## EXERCISE PROMPT
Transcribe each of the records below, reproducing every line without any alteration.

(Records drawn from a collection)

____________

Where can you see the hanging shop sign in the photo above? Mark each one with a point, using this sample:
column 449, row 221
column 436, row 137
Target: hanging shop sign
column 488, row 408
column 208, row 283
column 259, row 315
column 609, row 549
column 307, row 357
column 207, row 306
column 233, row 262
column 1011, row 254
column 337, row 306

____________

## RESPONSE FOR THIS EXERCISE
Where can you see the hanging shop sign in the photo above? Mark each one with a point, using this sample:
column 449, row 221
column 436, row 137
Target: hanging shop sign
column 488, row 408
column 208, row 283
column 259, row 315
column 609, row 549
column 307, row 357
column 207, row 306
column 233, row 262
column 1011, row 254
column 337, row 306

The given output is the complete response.